◆ DOCUMENT EXTRACT
# # # #

My THANKSGIVING THANKFUL list (in no particular order):

I am thankful for...

1) YOU. This blog is over a year old now (hooray!) and I sort of feel like all of you, my readers, have been right there with me through basically everything I've written about. I am so grateful for every person who comes up to me and says "I read your blog! Is that weird?" or "I read your blog! I like it!" I think that WMWC has certainly evolved in a year, as have I, but I thank you for sticking with it, even if it's just what you do late at night when you're trying not to do productive work. Have a wonderful thanksgiving, stuff your faces!

2) Singing. That's a general one, and a big one, but I think a lot of people I know who are singers go through periods of general disillusionment with the voice. It's such a heavily mental activity, and can be a frustrating one, until you remember that there was a time when you wanted to learn how to sing simply because you liked doing it. And I think I'm definitely in a place right now where I just like doing it... I just love to sing. I don't really know what I'd do if I couldn't. Yesterday, for an experiment in physics class (ew), my professor asked for a volunteer who had a good singing voice. Of course, I didn't volunteer, because I hate physics. BUT, it dawned on me that most of the people in the class probably weren't great singers, or at least confident singers, and it reminded me that singing is what makes me special (besides dashing good looks of course. Kidding!) and I will always have that, no matter where it takes me.

# # # #

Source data
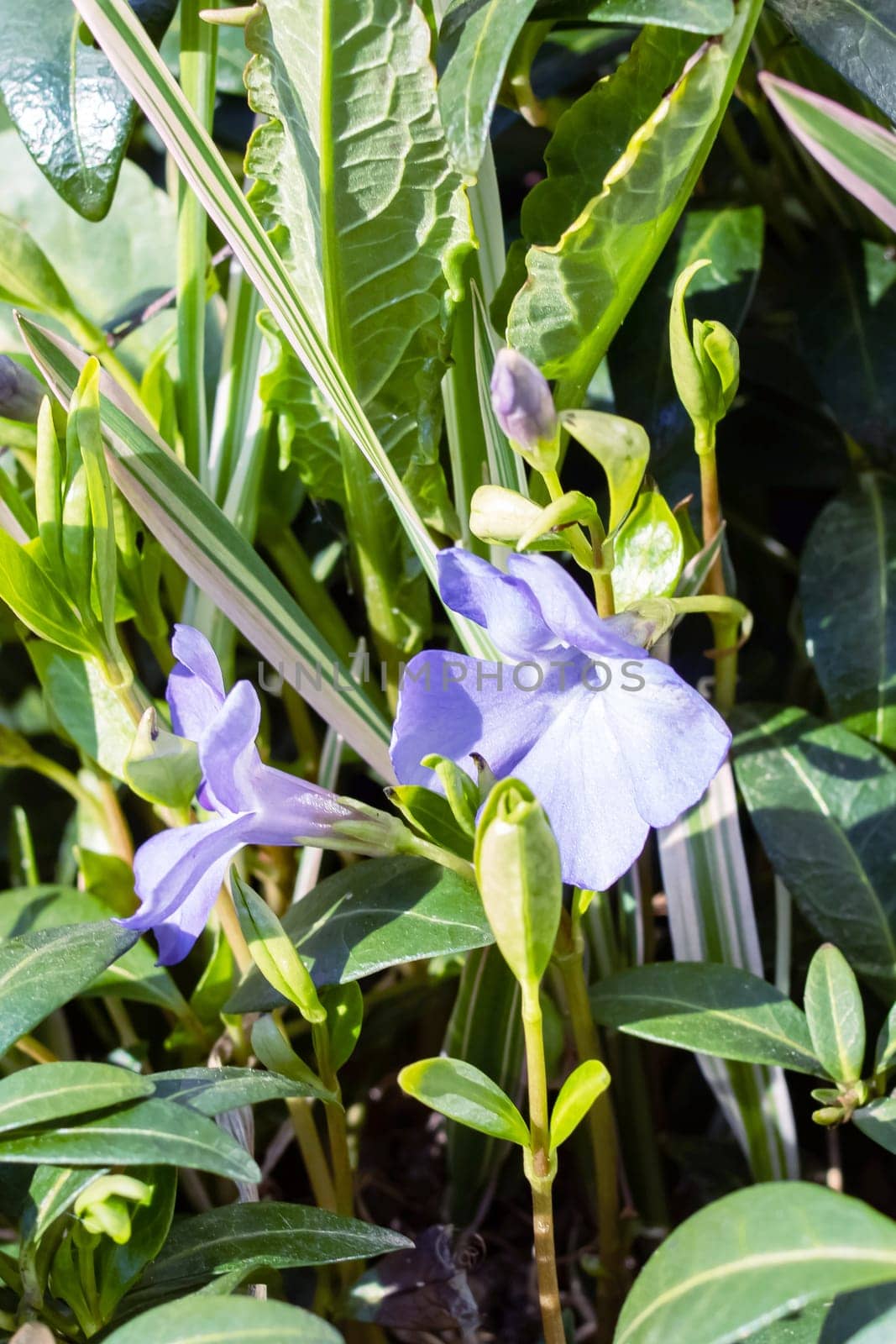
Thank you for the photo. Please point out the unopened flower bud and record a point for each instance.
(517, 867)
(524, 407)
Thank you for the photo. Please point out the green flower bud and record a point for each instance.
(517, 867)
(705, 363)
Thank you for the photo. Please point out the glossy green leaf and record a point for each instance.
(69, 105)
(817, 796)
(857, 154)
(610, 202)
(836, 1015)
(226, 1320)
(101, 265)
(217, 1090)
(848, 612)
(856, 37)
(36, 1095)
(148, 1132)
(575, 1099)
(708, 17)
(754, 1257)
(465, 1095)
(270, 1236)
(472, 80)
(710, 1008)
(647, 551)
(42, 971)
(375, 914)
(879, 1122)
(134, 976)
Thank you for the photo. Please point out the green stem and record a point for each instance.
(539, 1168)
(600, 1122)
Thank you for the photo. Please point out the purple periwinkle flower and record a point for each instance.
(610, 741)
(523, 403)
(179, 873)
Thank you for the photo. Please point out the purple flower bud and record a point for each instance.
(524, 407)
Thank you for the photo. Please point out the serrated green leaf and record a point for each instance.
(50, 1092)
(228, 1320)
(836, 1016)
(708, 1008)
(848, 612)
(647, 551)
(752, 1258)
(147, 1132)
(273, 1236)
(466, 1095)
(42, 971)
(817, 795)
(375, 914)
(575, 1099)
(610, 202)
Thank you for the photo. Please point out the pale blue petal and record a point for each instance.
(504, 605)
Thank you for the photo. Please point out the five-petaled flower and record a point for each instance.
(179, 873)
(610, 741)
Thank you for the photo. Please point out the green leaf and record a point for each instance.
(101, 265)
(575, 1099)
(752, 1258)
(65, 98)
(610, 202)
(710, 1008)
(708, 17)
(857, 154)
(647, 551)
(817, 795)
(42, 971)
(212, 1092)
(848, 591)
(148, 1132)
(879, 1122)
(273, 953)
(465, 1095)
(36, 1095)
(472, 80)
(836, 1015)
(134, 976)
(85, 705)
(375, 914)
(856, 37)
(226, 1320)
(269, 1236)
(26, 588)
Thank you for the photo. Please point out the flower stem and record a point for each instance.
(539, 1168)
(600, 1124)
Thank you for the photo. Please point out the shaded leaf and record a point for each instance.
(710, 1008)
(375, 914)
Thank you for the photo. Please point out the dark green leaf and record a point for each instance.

# # # #

◆ PROBLEM SET
1: In the Thanksgiving thankful list, what did the physics professor ask for during the experiment?
2: Reproduce verbatim the stretch of the Thanksgiving thankful list from "I am thankful" through "stuff your faces!".

◆ THE SOLUTIONS
1: A volunteer who had a good singing voice.

2:
I am thankful for...

1) YOU. This blog is over a year old now (hooray!) and I sort of feel like all of you, my readers, have been right there with me through basically everything I've written about. I am so grateful for every person who comes up to me and says "I read your blog! Is that weird?" or "I read your blog! I like it!" I think that WMWC has certainly evolved in a year, as have I, but I thank you for sticking with it, even if it's just what you do late at night when you're trying not to do productive work. Have a wonderful thanksgiving, stuff your faces!